------ EXTRACTED INFORMATION

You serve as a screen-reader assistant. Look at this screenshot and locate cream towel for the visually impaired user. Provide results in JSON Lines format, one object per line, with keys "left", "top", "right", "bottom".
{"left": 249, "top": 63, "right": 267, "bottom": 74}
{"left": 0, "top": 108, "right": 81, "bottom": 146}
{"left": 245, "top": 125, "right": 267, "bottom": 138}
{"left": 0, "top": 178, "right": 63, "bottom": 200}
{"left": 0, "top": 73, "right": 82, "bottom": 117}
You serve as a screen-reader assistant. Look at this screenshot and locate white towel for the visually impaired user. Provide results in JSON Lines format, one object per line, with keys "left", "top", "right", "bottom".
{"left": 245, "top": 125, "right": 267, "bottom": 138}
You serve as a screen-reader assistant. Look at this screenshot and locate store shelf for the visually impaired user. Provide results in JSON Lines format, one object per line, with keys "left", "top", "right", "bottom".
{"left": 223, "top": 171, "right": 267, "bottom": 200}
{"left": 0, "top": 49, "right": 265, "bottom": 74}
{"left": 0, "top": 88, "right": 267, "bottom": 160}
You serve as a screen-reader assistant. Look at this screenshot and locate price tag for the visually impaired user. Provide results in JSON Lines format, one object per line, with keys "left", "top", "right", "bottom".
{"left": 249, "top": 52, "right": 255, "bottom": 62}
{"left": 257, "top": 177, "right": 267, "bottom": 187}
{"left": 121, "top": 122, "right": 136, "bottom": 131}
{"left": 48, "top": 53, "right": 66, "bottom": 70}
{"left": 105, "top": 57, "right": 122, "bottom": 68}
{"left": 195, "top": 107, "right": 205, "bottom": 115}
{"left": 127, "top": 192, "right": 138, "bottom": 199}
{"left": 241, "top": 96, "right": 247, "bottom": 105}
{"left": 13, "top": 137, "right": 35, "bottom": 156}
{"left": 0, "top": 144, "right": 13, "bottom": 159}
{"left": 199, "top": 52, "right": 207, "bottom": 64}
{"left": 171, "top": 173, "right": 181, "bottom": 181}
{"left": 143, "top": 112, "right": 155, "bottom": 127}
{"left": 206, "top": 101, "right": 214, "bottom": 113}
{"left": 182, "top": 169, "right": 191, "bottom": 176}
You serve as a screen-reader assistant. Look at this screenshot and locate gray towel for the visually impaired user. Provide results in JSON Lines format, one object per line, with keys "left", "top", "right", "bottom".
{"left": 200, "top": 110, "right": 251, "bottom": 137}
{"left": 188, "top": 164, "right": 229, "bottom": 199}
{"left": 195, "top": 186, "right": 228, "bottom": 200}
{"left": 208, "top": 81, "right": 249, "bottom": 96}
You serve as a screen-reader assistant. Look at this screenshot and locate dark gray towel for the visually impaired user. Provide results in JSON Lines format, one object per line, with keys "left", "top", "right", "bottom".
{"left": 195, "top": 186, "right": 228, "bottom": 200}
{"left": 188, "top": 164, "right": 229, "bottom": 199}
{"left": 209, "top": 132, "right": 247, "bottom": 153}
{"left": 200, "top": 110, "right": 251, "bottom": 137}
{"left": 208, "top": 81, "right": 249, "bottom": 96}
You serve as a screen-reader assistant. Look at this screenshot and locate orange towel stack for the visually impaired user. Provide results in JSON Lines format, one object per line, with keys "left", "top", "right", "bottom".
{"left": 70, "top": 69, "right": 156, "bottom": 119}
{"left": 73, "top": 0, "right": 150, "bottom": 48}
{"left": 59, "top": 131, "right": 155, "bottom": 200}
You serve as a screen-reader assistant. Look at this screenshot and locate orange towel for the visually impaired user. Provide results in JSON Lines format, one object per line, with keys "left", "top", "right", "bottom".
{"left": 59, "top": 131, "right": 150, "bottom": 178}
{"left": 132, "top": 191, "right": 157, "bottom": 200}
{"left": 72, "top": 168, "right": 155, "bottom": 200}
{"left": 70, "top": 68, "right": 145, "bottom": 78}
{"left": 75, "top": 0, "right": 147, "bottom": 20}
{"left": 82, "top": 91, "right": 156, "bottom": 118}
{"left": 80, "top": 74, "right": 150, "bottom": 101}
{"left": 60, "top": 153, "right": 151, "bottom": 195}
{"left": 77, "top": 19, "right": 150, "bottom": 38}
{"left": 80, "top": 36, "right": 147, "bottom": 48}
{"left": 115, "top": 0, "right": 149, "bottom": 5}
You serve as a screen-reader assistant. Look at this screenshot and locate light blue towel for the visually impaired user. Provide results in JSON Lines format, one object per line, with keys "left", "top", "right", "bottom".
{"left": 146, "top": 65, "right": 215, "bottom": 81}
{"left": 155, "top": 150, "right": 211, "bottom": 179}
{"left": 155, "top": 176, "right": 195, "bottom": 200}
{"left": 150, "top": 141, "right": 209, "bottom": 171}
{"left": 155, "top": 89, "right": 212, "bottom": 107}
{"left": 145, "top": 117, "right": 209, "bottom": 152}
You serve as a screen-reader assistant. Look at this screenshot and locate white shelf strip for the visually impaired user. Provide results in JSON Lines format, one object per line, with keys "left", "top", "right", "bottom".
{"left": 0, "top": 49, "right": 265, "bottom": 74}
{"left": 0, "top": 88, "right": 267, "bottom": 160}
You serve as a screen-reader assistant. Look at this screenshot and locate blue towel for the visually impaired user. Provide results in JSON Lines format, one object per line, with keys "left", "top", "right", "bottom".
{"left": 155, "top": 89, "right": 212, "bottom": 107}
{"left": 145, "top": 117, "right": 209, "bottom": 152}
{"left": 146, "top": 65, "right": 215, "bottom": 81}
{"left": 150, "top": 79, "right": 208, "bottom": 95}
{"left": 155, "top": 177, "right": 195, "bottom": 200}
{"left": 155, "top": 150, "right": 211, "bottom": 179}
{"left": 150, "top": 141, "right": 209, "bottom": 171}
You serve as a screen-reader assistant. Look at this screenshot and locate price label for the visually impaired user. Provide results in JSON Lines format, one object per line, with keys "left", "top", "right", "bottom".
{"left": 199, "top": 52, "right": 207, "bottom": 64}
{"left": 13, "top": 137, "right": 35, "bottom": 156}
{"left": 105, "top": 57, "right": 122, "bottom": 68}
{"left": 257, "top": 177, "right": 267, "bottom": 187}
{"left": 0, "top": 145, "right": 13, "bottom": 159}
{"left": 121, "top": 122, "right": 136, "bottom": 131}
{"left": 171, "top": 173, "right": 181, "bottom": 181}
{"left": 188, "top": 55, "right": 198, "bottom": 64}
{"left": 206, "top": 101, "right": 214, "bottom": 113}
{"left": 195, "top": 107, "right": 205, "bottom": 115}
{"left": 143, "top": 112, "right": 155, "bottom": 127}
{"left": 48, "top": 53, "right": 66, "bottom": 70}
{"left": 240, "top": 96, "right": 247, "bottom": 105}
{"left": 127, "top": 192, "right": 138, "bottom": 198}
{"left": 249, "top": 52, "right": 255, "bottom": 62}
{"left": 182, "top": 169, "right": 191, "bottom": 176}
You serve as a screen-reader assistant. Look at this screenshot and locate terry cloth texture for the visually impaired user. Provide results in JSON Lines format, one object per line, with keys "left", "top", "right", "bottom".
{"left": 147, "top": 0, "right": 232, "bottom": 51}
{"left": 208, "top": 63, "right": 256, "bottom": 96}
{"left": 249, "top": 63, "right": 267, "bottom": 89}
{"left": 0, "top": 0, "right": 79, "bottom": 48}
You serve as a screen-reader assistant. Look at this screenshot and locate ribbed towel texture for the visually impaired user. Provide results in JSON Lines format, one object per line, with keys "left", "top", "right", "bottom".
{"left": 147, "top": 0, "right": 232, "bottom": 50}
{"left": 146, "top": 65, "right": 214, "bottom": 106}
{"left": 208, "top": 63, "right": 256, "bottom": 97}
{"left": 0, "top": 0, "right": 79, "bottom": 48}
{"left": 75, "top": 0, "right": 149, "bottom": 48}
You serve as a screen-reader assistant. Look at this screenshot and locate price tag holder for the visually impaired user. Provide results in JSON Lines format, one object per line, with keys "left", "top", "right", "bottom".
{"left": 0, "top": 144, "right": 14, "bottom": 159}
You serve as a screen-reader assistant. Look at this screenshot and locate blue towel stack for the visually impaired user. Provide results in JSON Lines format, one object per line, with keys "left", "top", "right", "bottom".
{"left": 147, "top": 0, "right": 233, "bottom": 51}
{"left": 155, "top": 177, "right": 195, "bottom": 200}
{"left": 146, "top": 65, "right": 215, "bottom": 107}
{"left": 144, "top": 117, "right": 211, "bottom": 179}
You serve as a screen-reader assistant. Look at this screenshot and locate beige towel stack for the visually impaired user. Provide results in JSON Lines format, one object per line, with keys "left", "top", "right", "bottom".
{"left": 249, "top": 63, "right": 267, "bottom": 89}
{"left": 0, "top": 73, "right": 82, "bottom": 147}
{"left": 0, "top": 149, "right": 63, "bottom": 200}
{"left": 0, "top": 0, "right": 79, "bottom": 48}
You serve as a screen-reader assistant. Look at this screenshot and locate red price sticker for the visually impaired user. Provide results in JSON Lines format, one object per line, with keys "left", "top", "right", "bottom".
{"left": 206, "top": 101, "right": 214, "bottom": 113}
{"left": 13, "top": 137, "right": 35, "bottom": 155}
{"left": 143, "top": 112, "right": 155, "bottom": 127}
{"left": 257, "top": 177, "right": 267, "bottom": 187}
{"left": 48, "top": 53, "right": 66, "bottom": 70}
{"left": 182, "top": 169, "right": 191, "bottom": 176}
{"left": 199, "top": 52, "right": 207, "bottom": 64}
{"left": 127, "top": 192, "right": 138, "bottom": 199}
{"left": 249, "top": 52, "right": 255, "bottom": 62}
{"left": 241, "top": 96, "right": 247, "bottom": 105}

------------
------ EXTRACTED INFORMATION

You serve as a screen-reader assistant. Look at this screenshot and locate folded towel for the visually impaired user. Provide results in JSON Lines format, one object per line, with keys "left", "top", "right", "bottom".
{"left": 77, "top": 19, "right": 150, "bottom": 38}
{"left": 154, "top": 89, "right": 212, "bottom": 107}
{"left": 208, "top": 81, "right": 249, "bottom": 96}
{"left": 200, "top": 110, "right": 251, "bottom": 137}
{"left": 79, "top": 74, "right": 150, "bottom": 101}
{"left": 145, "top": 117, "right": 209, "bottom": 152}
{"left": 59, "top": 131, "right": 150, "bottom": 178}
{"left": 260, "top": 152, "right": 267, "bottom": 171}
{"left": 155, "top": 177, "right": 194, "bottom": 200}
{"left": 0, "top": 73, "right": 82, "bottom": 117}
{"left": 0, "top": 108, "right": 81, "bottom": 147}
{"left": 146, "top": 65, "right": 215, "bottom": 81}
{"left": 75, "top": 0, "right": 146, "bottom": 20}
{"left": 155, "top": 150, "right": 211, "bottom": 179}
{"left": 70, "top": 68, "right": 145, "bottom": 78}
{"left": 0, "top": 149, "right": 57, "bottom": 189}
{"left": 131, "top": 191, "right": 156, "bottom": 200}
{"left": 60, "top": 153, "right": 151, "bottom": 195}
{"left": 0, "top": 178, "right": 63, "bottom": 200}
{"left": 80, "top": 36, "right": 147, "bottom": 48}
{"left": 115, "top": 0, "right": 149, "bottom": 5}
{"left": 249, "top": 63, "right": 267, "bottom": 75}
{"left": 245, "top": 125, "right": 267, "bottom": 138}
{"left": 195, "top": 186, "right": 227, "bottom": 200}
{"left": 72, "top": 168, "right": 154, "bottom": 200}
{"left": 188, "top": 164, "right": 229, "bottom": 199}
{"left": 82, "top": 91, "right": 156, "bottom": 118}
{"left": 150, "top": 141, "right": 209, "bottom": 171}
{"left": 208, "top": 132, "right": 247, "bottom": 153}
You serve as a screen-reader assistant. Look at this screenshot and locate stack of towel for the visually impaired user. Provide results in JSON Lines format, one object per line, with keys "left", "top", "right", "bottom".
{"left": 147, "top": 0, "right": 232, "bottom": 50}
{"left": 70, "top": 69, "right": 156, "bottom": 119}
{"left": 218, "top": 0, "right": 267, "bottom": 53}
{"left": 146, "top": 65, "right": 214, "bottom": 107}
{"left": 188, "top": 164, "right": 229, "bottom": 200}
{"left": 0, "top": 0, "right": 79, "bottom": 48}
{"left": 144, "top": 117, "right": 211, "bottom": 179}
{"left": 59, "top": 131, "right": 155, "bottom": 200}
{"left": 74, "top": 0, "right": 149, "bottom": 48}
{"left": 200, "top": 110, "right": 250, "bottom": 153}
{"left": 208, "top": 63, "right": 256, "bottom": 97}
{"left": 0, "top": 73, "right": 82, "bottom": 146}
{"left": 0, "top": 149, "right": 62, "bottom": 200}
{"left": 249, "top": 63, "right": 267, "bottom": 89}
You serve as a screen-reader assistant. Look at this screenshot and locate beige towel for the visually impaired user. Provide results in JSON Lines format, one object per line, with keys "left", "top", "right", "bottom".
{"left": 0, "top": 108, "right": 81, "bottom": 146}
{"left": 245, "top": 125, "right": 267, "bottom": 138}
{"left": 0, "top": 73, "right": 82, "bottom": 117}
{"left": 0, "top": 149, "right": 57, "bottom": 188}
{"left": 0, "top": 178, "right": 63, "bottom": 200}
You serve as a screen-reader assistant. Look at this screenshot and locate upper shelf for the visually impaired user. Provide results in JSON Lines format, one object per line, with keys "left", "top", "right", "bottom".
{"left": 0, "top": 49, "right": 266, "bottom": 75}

------------
------ EXTRACTED INFORMATION

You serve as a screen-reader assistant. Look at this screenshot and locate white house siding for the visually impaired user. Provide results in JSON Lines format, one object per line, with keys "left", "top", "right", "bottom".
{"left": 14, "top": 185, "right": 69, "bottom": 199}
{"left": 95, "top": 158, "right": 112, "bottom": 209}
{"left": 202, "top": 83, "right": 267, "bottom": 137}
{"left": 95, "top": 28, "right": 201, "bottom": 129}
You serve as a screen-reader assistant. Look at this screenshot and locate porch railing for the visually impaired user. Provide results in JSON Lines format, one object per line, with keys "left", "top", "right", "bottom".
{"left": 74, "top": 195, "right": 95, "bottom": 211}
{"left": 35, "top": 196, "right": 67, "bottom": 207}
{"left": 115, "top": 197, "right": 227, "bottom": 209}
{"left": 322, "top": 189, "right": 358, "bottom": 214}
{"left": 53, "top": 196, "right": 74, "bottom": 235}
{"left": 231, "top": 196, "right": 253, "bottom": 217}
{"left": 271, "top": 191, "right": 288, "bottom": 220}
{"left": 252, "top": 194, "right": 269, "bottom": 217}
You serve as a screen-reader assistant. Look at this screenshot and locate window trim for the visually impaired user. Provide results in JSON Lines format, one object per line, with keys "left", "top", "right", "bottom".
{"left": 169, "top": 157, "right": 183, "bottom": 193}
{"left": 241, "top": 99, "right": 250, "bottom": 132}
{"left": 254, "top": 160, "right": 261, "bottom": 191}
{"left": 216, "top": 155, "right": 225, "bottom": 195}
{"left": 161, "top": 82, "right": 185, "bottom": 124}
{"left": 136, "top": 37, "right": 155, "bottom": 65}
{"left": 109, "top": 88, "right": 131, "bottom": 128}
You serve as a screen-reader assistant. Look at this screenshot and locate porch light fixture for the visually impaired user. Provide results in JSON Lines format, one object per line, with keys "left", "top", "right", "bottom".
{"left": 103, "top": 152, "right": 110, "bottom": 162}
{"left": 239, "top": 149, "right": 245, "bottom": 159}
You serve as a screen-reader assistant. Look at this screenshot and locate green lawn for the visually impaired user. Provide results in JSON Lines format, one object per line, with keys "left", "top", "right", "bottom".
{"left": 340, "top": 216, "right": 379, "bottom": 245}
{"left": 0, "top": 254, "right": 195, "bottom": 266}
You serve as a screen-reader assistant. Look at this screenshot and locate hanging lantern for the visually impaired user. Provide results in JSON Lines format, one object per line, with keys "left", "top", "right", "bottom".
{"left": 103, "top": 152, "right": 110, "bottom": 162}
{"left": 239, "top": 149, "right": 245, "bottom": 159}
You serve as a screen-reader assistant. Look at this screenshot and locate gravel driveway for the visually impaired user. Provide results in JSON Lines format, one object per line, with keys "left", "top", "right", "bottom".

------------

PROBLEM DESCRIPTION: Using only the listing above, restate exactly the lines from the line containing "and locate green" through the line containing "and locate gravel", both included.

ANSWER:
You serve as a screen-reader assistant. Look at this screenshot and locate green lawn for the visually impaired user. Provide results in JSON Lines format, one object per line, with keys "left", "top", "right", "bottom".
{"left": 340, "top": 216, "right": 379, "bottom": 245}
{"left": 0, "top": 254, "right": 195, "bottom": 266}
You serve as a screen-reader assistant. Look at this screenshot and locate hanging lantern for the visually impaired user. Provide results in JSON Lines format, one object per line, with keys "left", "top", "right", "bottom".
{"left": 103, "top": 152, "right": 110, "bottom": 162}
{"left": 239, "top": 149, "right": 245, "bottom": 159}
You serve as a screen-reader assistant. Look at this screenshot and locate gravel driveway for the visually impaired user. Provide results in JSON Lines format, one object per line, with keys "left", "top", "right", "bottom".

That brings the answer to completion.